- _DIRECTIVE 1_:
Quote everything in the saved entries from their first line down to the line containing "149 129 L 158", including both of those lines. Leave the pictures out.

- _PAGE_:
On Sat, Jan 23, 2021 at 07:19:03PM -0500, Zygo Blaxell wrote:
> On Fri, Jan 22, 2021 at 09:20:51AM +1100, Dave Chinner wrote:
> > Hi btrfs-gurus,
> > 
> > I'm running a simple reflink/snapshot/COW scalability test at the
> > moment. It is just a loop that does "fio overwrite of 10,000 4kB
> > random direct IOs in a 4GB file; snapshot" and I want to check a
> > couple of things I'm seeing with btrfs. fio config file is appended
> > to the email.

....

> >  --
> >  snapshot 945 15.32
> >  snapshot 946 0.05
> >  snapshot 947 15.52
> >  --
> >  snapshot 971 15.30
> >  snapshot 972 0.03
> >  snapshot 973 14.88
> > 
> > It seems .... unlikely that random snapshots of exactly the same
> > repeating workloadi have such a variance in execution time. And then
> 
> btrfs delays a lot of metadata updates (millions, if you have enough
> memory) and then runs them in giant batches during commits, so they can
> show up as latency spikes at random times while you're benchmarking.
> That is likely part of what is happening here.

Evidence points to this being exactly the problem - multiple
gigabytes of page cache dirtying at writeback points leading to
memory pressure and huge amounts of physical IO being issued. A
single CPU running this workload basically stalls a kernel on a mostly idle
32GB/32p machine with 150,000 random 4kB write IOPS capability for
seconds at a time.

> The current behavior is something of a regression--there used to be a
> latency feedback loop to avoid queueing up too many metadata updates
> before throttling the processes that were generating the updates.
> It's not clear that simply reverting that change is a good way forward.

I see. Rock and a hard place. Am I correct in assuming that that I
shouldn't expect a fix for either the excessive metadata writeback
bandwidth or the non-deterministic system-wide behaviour that
results from it any time soon?

- _DIRECTIVE 2_:
Print the whole email reply about btrfs snapshot latency word for word.

(Saved entries)

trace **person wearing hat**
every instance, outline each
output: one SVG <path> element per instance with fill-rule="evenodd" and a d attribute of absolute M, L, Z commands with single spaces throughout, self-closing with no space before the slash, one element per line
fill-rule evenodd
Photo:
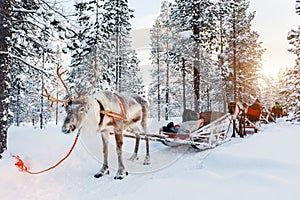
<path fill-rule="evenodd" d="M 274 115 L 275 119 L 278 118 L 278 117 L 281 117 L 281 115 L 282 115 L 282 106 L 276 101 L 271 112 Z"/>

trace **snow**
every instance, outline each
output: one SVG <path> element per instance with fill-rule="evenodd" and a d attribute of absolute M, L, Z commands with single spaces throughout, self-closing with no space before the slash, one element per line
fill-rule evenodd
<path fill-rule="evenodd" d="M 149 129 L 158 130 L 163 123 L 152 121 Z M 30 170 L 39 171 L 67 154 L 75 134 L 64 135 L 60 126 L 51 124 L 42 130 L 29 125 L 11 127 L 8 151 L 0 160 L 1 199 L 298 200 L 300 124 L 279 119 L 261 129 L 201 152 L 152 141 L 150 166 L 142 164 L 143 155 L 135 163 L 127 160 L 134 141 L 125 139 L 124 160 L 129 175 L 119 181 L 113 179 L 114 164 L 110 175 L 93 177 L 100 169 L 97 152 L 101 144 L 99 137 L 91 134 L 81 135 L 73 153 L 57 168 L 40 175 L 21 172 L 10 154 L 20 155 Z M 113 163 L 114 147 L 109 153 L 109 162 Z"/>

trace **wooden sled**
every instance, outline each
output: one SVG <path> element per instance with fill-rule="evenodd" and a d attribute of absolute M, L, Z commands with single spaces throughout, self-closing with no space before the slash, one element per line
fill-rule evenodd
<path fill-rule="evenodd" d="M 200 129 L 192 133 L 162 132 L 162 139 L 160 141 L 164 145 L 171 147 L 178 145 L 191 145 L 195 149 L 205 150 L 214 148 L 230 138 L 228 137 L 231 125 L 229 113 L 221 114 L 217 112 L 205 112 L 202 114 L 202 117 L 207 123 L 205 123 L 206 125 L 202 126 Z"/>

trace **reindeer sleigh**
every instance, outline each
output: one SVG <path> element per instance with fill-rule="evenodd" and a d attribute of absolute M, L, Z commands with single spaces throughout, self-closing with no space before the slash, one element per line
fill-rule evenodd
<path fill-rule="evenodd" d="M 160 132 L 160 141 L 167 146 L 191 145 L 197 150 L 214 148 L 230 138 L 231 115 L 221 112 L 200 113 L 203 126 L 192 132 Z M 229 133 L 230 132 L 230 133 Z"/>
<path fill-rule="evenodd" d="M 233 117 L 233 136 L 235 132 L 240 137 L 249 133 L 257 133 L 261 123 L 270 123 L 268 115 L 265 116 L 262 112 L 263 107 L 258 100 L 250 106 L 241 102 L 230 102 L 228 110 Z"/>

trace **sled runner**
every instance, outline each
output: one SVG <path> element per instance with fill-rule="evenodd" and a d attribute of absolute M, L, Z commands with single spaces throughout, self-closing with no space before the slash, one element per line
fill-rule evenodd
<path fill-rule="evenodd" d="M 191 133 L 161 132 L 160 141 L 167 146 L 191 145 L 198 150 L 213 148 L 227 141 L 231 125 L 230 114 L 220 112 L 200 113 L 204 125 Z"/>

- _WORKED ANSWER 1_:
trace **person wearing hat**
every instance, outline each
output: one SVG <path> element per instance with fill-rule="evenodd" and a d attribute of absolute M, L, Z commands with single spaces throughout, self-closing with no space before the slash, one element per line
fill-rule evenodd
Photo:
<path fill-rule="evenodd" d="M 274 115 L 275 119 L 278 118 L 278 117 L 281 117 L 281 115 L 282 115 L 282 106 L 276 101 L 271 112 Z"/>

trace **snow**
every instance, outline each
output: one SVG <path> element per instance with fill-rule="evenodd" and a d attribute of absolute M, L, Z commands with single spaces throughout, self-closing with no space before the slash, one element per line
fill-rule evenodd
<path fill-rule="evenodd" d="M 149 129 L 158 130 L 163 123 L 152 121 Z M 30 170 L 39 171 L 67 154 L 75 134 L 64 135 L 60 126 L 51 124 L 42 130 L 29 125 L 11 127 L 8 151 L 0 160 L 1 199 L 298 200 L 300 124 L 279 119 L 261 129 L 201 152 L 152 141 L 150 166 L 142 164 L 143 155 L 135 163 L 127 160 L 134 141 L 125 139 L 124 160 L 129 175 L 119 181 L 113 179 L 114 164 L 110 175 L 93 177 L 100 169 L 97 152 L 101 144 L 99 137 L 91 134 L 81 135 L 73 153 L 57 168 L 40 175 L 21 172 L 10 154 L 20 155 Z M 113 163 L 114 147 L 109 153 L 109 162 Z"/>

- _WORKED ANSWER 2_:
On Sat, Jan 23, 2021 at 07:19:03PM -0500, Zygo Blaxell wrote:
> On Fri, Jan 22, 2021 at 09:20:51AM +1100, Dave Chinner wrote:
> > Hi btrfs-gurus,
> > 
> > I'm running a simple reflink/snapshot/COW scalability test at the
> > moment. It is just a loop that does "fio overwrite of 10,000 4kB
> > random direct IOs in a 4GB file; snapshot" and I want to check a
> > couple of things I'm seeing with btrfs. fio config file is appended
> > to the email.

....

> >  --
> >  snapshot 945 15.32
> >  snapshot 946 0.05
> >  snapshot 947 15.52
> >  --
> >  snapshot 971 15.30
> >  snapshot 972 0.03
> >  snapshot 973 14.88
> > 
> > It seems .... unlikely that random snapshots of exactly the same
> > repeating workloadi have such a variance in execution time. And then
> 
> btrfs delays a lot of metadata updates (millions, if you have enough
> memory) and then runs them in giant batches during commits, so they can
> show up as latency spikes at random times while you're benchmarking.
> That is likely part of what is happening here.

Evidence points to this being exactly the problem - multiple
gigabytes of page cache dirtying at writeback points leading to
memory pressure and huge amounts of physical IO being issued. A
single CPU running this workload basically stalls a kernel on a mostly idle
32GB/32p machine with 150,000 random 4kB write IOPS capability for
seconds at a time.

> The current behavior is something of a regression--there used to be a
> latency feedback loop to avoid queueing up too many metadata updates
> before throttling the processes that were generating the updates.
> It's not clear that simply reverting that change is a good way forward.

I see. Rock and a hard place. Am I correct in assuming that that I
shouldn't expect a fix for either the excessive metadata writeback
bandwidth or the non-deterministic system-wide behaviour that
results from it any time soon?